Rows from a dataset
____________

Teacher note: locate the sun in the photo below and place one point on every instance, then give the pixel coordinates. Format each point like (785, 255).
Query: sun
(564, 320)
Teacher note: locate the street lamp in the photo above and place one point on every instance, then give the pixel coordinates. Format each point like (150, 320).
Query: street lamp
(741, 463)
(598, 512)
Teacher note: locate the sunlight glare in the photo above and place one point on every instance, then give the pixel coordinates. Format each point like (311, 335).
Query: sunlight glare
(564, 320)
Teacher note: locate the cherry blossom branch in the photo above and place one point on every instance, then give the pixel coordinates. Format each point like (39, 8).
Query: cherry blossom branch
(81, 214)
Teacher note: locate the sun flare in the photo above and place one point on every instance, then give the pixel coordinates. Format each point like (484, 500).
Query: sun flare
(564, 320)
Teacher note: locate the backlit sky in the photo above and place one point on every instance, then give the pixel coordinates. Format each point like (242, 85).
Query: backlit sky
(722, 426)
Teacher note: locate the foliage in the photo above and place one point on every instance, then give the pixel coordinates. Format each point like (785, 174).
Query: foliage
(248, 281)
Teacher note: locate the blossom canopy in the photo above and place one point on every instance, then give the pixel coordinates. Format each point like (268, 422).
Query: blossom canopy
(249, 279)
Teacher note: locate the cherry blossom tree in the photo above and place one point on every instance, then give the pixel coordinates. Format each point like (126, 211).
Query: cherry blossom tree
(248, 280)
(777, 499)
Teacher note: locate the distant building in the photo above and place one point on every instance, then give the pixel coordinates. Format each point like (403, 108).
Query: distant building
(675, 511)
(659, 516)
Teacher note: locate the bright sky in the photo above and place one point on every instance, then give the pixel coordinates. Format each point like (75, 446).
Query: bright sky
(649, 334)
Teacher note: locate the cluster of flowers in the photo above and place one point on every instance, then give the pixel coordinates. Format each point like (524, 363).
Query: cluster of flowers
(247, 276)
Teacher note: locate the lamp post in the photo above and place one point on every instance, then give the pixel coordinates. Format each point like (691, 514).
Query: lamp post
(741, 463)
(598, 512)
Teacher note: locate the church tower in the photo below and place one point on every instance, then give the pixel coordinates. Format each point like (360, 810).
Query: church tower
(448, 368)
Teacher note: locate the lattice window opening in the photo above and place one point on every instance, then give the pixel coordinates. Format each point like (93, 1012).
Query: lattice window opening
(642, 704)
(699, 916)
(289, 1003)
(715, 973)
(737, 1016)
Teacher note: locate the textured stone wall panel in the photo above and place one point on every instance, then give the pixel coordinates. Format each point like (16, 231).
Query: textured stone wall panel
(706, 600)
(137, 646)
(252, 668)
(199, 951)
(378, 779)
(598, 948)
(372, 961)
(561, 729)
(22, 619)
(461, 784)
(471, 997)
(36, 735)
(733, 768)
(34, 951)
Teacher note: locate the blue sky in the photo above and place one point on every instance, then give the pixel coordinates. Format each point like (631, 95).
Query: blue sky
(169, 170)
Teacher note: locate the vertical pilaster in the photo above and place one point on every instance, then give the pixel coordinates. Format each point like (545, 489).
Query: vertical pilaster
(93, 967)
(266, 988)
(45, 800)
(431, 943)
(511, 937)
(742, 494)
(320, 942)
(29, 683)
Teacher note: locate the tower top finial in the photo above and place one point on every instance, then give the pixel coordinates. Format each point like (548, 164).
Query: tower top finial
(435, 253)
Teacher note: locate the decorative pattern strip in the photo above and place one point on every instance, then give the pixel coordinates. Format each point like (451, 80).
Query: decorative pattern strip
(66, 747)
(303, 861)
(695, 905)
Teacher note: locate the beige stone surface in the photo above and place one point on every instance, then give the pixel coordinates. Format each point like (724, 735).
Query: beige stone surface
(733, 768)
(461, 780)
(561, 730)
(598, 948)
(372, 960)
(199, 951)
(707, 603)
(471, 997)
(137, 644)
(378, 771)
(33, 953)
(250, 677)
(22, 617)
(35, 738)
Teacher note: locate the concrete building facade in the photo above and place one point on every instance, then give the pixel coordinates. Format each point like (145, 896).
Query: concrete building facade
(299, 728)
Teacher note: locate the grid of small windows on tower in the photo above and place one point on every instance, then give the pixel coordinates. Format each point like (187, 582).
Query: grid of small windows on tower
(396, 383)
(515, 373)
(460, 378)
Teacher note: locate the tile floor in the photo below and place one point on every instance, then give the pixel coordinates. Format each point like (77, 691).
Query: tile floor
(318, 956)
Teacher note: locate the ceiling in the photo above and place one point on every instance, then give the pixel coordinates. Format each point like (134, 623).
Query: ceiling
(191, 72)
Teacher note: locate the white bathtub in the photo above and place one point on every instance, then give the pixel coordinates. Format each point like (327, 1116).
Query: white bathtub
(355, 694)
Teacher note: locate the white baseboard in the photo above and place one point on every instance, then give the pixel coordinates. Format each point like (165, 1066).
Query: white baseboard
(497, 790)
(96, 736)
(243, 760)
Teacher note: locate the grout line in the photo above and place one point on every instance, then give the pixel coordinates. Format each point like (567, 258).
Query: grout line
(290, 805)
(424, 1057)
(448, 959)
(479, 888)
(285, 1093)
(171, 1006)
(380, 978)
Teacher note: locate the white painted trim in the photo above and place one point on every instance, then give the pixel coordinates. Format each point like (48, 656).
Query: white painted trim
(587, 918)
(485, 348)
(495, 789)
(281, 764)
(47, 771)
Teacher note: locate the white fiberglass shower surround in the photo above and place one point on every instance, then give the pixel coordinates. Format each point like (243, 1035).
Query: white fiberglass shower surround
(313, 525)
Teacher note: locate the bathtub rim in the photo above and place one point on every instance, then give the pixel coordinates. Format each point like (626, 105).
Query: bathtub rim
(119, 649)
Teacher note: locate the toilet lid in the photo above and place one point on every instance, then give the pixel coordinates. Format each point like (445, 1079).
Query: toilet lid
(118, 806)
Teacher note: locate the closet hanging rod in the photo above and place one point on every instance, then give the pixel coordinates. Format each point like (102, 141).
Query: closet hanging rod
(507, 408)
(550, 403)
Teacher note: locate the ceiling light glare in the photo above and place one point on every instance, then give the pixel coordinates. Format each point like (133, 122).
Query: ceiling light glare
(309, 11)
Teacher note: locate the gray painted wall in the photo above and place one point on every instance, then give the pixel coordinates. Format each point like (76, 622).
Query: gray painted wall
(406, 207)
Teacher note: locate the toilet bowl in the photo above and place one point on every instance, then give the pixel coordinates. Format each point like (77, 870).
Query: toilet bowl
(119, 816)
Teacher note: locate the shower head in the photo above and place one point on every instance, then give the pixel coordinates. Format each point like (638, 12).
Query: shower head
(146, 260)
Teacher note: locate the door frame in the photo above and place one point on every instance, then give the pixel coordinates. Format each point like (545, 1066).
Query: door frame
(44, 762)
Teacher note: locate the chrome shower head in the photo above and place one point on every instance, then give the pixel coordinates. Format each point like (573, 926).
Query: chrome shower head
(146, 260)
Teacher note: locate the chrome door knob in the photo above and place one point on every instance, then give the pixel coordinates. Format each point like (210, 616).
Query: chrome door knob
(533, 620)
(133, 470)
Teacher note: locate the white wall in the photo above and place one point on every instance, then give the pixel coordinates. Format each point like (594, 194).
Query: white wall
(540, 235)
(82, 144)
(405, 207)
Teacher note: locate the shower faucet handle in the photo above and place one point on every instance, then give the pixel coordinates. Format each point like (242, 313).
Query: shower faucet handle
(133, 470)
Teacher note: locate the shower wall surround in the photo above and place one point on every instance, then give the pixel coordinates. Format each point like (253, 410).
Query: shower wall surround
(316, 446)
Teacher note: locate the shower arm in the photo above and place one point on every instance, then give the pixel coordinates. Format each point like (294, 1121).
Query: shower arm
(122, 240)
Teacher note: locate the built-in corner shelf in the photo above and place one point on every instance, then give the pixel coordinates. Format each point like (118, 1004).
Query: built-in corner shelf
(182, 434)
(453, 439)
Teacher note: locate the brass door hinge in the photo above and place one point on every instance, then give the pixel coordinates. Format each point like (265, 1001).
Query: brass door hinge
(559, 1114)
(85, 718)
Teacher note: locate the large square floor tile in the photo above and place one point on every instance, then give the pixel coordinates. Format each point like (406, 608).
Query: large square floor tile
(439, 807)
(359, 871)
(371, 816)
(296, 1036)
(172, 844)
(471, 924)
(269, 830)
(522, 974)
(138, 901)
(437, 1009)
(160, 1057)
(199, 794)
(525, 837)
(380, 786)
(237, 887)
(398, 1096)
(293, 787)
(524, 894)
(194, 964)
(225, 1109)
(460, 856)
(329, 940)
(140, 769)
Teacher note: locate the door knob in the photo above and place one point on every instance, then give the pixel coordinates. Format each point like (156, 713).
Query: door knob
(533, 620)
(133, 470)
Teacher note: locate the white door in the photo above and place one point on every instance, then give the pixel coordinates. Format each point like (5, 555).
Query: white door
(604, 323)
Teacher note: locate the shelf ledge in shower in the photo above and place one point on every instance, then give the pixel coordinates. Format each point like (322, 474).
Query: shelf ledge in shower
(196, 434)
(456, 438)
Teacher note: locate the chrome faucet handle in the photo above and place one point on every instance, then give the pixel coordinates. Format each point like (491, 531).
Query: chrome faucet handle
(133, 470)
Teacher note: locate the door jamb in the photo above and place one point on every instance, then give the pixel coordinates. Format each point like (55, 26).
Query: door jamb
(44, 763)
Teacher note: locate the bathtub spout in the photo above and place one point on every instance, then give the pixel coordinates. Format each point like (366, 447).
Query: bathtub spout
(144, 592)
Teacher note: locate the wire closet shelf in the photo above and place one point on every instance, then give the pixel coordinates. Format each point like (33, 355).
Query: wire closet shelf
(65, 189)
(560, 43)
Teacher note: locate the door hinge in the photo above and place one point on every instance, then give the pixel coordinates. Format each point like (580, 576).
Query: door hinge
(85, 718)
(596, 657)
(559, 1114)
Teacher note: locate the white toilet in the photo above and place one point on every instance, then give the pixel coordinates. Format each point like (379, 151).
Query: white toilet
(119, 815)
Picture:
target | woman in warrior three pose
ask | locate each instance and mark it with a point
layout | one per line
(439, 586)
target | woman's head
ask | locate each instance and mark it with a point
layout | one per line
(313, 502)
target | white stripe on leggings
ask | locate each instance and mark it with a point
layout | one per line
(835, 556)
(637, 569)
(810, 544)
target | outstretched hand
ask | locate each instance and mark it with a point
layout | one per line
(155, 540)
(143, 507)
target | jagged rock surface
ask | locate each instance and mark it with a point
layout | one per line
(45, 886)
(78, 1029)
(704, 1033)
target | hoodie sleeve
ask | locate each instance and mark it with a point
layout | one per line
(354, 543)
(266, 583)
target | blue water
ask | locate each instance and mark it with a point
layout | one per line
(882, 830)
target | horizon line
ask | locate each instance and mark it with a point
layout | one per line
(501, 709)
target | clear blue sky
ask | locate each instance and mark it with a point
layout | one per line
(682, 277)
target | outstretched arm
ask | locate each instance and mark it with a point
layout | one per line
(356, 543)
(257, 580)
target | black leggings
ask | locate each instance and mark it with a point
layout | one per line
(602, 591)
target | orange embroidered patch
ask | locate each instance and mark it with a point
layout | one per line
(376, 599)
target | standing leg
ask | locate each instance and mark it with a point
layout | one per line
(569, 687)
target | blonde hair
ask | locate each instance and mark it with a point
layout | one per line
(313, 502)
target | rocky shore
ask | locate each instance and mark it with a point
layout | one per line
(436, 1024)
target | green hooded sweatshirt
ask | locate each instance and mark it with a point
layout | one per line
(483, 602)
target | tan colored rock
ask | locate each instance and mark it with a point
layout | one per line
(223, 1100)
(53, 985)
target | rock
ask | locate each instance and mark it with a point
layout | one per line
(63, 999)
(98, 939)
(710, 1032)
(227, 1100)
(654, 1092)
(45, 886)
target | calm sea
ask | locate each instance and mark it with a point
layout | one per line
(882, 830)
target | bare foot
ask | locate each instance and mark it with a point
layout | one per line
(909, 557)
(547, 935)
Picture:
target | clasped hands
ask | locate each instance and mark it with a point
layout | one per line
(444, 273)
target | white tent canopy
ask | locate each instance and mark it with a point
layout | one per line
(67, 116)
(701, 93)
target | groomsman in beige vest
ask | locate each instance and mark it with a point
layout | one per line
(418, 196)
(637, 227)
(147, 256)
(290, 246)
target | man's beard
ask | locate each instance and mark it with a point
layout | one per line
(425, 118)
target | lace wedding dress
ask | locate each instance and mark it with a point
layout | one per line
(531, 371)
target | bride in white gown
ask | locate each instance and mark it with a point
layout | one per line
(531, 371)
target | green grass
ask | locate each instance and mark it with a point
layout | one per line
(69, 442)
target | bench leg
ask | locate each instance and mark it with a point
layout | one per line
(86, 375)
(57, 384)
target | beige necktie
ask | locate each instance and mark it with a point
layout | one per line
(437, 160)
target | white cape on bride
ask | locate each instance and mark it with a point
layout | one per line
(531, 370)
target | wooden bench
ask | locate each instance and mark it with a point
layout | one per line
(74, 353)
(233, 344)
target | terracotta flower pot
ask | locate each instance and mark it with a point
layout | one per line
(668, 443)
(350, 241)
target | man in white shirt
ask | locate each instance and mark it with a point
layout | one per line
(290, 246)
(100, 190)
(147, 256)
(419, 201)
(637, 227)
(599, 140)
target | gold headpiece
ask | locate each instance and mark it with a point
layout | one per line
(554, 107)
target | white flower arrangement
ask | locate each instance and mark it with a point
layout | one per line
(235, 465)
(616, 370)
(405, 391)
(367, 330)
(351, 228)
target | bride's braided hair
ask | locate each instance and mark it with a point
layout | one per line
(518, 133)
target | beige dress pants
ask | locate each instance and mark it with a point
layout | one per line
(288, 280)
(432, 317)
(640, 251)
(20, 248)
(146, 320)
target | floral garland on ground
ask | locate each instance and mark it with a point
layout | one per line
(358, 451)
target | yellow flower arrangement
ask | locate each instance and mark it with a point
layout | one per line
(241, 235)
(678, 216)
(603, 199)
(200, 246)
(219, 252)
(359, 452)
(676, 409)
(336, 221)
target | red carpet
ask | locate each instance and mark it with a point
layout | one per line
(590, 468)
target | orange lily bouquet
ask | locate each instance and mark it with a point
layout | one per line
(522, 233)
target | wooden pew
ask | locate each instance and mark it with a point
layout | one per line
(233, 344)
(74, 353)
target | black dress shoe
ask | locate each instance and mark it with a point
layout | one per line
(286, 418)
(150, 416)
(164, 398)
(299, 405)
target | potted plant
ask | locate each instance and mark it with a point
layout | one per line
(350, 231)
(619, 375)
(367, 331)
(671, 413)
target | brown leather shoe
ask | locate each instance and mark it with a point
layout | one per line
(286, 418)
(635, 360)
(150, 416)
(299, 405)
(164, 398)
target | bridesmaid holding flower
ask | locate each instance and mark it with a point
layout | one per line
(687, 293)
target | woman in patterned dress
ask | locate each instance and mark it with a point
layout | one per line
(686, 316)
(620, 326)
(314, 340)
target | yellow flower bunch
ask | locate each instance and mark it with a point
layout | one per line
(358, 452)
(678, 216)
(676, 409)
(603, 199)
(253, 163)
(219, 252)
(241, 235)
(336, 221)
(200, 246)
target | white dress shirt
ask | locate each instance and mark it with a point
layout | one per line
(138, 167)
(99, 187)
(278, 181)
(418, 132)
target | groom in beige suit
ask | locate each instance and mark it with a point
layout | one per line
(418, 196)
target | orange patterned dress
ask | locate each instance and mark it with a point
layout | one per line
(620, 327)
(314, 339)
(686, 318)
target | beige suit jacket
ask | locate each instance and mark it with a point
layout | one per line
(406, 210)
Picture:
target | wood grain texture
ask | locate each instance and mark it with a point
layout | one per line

____________

The line containing "target | yellow flower bunch" and every line after it, through the end of the records, should be repeated exactly and alone.

target | yellow flower bunch
ask | locate each instance and mark it with a point
layout | one per line
(358, 452)
(678, 216)
(676, 409)
(603, 199)
(253, 163)
(219, 252)
(241, 235)
(336, 221)
(200, 246)
target | white dress shirt
ask | locate each instance and mark it with a point
layout | one per line
(138, 167)
(99, 187)
(278, 181)
(418, 132)
target | groom in beige suit
ask | locate each instance and mark it with a point
layout | one per line
(418, 196)
target | orange patterned dress
ask | locate each instance and mark it with a point
layout | one per line
(620, 327)
(314, 339)
(686, 318)
target | beige suit jacket
ask | locate each instance and mark it with a point
layout | one per line
(406, 210)
Picture:
target | wood grain texture
ask | locate each instance and mark it with a point
layout | one per line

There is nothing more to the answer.